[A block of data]
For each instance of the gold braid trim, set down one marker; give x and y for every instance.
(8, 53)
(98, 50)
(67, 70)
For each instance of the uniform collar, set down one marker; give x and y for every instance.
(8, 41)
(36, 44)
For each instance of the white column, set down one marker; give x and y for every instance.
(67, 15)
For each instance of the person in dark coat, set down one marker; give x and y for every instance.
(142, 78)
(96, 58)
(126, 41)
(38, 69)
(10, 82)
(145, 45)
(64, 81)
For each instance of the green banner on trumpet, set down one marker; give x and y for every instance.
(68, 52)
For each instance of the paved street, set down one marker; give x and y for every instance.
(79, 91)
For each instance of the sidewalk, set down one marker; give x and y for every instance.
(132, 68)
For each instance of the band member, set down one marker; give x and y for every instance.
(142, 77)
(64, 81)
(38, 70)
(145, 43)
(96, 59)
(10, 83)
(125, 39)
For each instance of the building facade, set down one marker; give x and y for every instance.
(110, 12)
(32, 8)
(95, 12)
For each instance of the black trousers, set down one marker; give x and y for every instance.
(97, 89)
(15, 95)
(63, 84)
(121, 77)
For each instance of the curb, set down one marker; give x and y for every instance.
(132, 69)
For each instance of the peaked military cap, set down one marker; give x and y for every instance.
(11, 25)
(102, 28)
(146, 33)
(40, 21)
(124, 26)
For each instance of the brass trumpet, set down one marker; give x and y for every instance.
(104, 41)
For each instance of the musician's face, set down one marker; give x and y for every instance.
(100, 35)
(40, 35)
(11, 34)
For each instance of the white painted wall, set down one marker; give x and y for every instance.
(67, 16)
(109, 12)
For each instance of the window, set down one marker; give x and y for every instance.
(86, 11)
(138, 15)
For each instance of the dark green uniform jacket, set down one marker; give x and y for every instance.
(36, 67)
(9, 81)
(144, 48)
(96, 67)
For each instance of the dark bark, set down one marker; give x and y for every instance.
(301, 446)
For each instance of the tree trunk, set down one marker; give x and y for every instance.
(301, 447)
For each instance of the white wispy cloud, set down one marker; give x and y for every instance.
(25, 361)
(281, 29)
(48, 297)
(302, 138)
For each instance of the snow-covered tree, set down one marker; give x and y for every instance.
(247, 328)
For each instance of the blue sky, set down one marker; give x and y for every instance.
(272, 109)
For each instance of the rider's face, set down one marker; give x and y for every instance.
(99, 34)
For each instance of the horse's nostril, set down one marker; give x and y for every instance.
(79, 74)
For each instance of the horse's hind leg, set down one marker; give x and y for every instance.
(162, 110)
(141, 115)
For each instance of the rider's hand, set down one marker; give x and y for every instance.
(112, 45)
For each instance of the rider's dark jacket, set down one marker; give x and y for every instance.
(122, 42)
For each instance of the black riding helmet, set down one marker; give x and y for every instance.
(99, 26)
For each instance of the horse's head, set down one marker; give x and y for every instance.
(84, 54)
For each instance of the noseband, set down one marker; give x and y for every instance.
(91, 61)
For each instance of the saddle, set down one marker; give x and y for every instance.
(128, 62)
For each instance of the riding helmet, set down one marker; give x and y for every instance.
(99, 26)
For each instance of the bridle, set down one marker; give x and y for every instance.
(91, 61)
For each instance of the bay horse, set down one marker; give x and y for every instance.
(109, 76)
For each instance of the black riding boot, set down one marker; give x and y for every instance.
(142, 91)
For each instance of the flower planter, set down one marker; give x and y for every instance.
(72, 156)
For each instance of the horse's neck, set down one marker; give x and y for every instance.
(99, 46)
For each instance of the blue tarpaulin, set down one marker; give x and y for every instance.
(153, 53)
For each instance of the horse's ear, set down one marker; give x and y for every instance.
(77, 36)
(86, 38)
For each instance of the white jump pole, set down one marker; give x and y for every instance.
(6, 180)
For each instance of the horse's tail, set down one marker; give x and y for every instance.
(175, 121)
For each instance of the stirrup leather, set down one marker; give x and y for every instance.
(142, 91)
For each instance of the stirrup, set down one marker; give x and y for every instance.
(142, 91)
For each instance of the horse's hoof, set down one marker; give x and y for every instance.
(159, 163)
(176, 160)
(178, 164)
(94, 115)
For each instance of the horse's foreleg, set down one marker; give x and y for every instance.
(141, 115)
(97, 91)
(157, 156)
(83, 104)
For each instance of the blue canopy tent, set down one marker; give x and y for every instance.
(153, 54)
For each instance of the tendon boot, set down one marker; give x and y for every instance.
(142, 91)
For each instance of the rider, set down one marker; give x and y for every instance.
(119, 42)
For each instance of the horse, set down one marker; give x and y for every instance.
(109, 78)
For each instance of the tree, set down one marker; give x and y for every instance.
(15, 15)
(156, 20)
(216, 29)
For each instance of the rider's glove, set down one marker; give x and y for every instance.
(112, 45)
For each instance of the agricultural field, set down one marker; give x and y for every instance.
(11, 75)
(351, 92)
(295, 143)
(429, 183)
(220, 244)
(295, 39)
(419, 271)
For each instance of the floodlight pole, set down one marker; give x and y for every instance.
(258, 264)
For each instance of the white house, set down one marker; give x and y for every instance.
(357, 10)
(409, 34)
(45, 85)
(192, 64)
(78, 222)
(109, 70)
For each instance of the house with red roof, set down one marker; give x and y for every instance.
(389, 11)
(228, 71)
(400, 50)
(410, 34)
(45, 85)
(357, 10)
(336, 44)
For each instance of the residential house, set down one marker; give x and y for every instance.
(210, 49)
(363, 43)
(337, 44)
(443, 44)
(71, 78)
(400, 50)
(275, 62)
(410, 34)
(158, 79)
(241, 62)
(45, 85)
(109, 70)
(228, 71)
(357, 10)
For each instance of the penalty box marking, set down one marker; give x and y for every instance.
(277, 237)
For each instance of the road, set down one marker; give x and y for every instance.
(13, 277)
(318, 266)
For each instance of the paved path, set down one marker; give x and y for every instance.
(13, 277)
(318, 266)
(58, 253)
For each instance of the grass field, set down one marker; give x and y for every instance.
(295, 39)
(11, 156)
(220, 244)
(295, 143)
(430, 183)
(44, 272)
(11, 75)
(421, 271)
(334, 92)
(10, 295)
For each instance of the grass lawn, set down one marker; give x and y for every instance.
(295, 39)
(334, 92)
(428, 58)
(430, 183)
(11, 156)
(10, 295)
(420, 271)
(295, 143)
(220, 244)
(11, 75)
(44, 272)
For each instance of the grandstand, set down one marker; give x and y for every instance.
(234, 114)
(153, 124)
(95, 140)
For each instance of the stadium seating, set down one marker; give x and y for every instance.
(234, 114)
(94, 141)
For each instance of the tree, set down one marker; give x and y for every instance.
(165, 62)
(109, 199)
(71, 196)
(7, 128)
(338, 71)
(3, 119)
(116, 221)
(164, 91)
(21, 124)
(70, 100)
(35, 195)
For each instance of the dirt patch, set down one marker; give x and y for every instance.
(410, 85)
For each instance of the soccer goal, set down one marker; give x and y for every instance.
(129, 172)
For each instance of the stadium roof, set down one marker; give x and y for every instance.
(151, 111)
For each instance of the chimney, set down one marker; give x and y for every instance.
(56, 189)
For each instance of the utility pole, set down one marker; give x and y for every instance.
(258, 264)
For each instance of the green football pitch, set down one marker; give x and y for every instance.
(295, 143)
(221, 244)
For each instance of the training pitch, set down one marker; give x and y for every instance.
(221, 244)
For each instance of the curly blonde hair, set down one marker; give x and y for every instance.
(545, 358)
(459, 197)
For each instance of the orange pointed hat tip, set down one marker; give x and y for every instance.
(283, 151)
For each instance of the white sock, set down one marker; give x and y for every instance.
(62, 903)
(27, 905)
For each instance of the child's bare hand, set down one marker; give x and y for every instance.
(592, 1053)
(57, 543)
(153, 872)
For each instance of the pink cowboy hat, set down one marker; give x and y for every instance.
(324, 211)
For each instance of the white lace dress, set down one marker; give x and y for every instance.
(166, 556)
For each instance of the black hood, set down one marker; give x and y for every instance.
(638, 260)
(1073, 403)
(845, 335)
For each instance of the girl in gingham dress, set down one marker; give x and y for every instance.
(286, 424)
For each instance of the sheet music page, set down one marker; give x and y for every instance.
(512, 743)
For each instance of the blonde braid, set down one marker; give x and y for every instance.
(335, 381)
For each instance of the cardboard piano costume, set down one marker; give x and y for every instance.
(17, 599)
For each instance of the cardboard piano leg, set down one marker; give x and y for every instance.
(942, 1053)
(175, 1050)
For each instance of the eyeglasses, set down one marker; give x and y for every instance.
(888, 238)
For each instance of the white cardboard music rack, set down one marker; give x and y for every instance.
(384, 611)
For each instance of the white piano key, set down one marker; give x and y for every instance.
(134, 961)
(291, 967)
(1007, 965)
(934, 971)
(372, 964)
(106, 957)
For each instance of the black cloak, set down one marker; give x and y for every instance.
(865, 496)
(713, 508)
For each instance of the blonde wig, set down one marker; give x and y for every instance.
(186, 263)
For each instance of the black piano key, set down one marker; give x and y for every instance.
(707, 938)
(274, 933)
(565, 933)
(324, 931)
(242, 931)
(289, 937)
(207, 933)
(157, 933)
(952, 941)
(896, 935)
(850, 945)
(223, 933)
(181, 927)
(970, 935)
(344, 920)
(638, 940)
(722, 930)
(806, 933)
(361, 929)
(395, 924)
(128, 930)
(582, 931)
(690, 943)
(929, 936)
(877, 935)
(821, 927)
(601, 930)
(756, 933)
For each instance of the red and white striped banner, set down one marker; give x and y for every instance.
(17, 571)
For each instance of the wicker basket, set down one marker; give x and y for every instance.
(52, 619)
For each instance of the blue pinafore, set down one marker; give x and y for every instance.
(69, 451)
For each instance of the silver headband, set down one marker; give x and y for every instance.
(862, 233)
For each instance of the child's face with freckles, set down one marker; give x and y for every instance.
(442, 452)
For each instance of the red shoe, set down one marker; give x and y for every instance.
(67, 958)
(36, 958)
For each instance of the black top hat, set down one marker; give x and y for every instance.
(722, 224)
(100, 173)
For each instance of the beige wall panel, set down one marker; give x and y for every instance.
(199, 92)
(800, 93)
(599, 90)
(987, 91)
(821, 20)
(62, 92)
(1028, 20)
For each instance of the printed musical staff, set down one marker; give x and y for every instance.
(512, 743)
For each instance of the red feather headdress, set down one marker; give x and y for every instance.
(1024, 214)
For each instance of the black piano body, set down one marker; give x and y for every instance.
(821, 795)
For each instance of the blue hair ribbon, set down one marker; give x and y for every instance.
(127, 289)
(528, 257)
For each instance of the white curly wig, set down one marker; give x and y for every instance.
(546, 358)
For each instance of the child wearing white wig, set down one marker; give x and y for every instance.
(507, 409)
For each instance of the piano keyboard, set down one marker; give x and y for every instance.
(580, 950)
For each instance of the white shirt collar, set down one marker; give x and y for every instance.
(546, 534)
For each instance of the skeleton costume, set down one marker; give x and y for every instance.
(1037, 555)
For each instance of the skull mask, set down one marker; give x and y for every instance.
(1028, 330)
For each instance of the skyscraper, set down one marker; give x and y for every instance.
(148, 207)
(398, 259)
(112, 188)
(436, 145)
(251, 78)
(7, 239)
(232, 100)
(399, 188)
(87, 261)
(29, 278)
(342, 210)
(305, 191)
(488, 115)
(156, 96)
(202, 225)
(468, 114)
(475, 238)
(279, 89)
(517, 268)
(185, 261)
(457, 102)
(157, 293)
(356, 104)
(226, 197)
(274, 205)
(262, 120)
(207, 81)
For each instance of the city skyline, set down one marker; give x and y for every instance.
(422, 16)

What you should do
Copy exactly the line containing "For each instance of the black top" and every line after it, ending with the last line of the records above.

Written answer
For each instance of the black top hat, set down one marker; give x and y for every instance.
(722, 224)
(100, 173)
For each instance of the beige wall panel, set down one marker; give x and y for every instance.
(199, 92)
(800, 93)
(599, 90)
(987, 91)
(821, 20)
(62, 92)
(1028, 20)
For each instance of the printed musical staff, set down one marker; give x and y for every instance.
(512, 743)
For each instance of the red feather headdress, set down one marker; give x and y for every instance.
(1024, 214)
For each instance of the black piano body, set down one marker; give x and y for every instance.
(821, 795)
For each instance of the blue hair ribbon, set down one marker; give x and y for every instance.
(127, 289)
(528, 257)
For each instance of the white curly wig, set down one marker; give x and y for every instance.
(546, 358)
For each instance of the child wearing white wig, set down one marker; give x and y for every instance.
(507, 409)
For each instance of the piano keyboard, set down one marker; give x and y for every instance.
(580, 950)
For each instance of the white shirt collar, set down one marker; give x and y for every instance.
(546, 534)
For each instance of the skeleton costume, set down one marker; give x and y for every instance.
(1037, 555)
For each instance of the skull mask, set down one marker; give x and y for every instance.
(1028, 330)
For each instance of the skyscraper, set down one marker; give x and y for every instance.
(148, 207)
(398, 259)
(112, 188)
(436, 145)
(251, 78)
(7, 239)
(232, 100)
(399, 188)
(87, 261)
(29, 278)
(342, 210)
(305, 191)
(488, 115)
(156, 96)
(202, 225)
(468, 114)
(475, 238)
(279, 89)
(517, 268)
(185, 261)
(457, 102)
(157, 293)
(356, 104)
(226, 197)
(274, 205)
(262, 120)
(207, 81)
For each instance of the city skyline, set down one marker; give x and y for every instance.
(422, 16)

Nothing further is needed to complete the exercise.